Segment Open

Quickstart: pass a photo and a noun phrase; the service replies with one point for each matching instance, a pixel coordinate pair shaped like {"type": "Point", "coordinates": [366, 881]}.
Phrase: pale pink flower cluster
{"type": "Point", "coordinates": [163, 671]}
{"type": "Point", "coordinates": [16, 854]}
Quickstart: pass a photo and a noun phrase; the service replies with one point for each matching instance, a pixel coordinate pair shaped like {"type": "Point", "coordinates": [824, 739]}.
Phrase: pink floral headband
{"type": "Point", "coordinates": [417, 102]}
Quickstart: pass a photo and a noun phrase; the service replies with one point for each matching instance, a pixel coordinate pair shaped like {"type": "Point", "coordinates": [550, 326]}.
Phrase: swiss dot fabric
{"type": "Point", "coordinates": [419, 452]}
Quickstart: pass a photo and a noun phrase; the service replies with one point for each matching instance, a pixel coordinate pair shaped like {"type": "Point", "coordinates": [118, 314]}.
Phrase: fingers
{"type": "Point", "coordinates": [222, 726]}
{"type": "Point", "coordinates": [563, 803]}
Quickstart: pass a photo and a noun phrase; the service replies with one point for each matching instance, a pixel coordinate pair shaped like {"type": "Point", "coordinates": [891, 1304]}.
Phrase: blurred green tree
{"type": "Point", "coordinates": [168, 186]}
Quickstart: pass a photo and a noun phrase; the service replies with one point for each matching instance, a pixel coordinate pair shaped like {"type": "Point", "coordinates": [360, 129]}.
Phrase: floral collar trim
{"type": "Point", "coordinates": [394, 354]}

Segment Closed
Segment Open

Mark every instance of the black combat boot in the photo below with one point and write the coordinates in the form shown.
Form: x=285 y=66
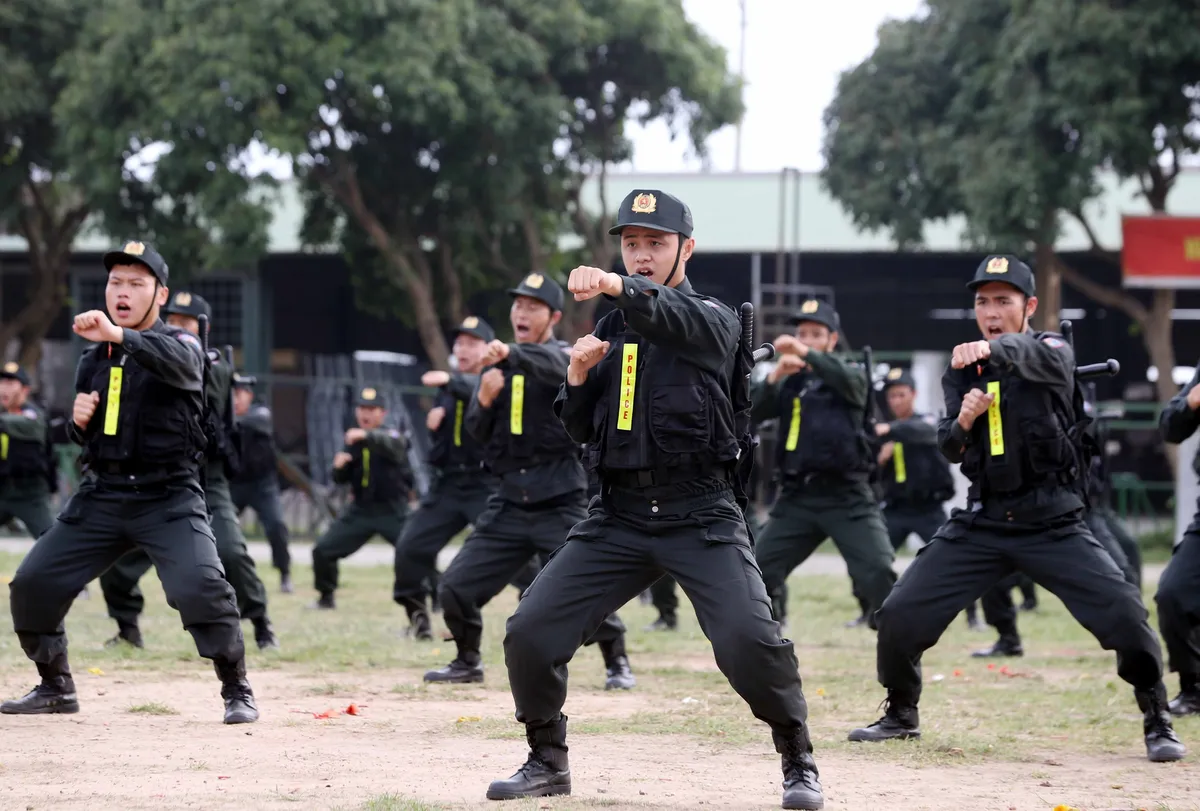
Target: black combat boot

Segment Closed
Segment Open

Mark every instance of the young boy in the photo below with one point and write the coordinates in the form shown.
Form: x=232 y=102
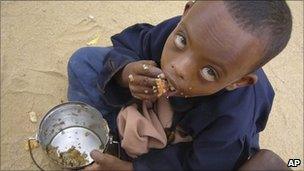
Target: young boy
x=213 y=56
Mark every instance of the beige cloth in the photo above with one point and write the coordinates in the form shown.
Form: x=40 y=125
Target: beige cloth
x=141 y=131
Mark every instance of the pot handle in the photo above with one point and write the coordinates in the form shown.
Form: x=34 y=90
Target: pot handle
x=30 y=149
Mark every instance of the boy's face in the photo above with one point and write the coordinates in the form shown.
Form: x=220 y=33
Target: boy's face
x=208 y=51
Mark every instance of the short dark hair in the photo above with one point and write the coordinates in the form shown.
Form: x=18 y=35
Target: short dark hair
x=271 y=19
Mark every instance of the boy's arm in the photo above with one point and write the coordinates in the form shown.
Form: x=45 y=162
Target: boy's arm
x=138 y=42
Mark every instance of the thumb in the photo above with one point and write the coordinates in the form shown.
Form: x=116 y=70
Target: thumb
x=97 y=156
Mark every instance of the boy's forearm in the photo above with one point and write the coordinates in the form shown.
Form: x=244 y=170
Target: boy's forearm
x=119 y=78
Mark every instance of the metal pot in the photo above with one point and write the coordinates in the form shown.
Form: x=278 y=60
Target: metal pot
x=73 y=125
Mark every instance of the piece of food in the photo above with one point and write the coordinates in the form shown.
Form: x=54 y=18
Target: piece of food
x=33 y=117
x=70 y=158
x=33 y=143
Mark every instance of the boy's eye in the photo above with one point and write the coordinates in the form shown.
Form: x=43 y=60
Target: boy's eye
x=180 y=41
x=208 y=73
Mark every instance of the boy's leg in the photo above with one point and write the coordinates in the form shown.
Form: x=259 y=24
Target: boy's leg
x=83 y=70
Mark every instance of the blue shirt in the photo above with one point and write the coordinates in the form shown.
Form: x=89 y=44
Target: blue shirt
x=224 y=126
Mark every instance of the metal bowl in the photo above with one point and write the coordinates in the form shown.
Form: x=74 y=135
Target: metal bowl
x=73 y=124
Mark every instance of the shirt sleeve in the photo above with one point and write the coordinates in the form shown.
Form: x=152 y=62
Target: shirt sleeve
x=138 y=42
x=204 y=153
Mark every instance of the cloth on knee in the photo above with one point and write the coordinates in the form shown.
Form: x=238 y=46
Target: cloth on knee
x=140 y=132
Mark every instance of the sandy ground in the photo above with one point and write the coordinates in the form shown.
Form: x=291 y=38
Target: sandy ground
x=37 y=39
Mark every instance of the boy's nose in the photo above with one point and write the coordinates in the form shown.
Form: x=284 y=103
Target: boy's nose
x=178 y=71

Segment Closed

Please copy out every line in the listing that has the string "matching".

## WRITTEN RESPONSE
Quickstart: pass a photo and a noun phrase; the service replies with one point for each matching instance, a pixel coordinate pair shaped like {"type": "Point", "coordinates": [366, 881]}.
Quickstart: pass a photo and a noun phrase; the service replies with one point for each matching instance, a pixel coordinate pair shaped like {"type": "Point", "coordinates": [824, 739]}.
Quickstart: pass a photo and a noun phrase; the service replies with one point for each matching instance, a pixel coordinate pair shaped like {"type": "Point", "coordinates": [550, 326]}.
Quickstart: pass a photo and a noun phrase; the service replies with one point for each matching instance, a pixel coordinate pair shaped like {"type": "Point", "coordinates": [118, 314]}.
Quickstart: pass a photo and a noun phrase; the service replies with one point for each matching instance, a pixel coordinate pair shaped like {"type": "Point", "coordinates": [891, 1304]}.
Quickstart: pass a photo and a noun phrase; the service replies with one point for each matching instance, a pixel coordinate pair shaped like {"type": "Point", "coordinates": [360, 129]}.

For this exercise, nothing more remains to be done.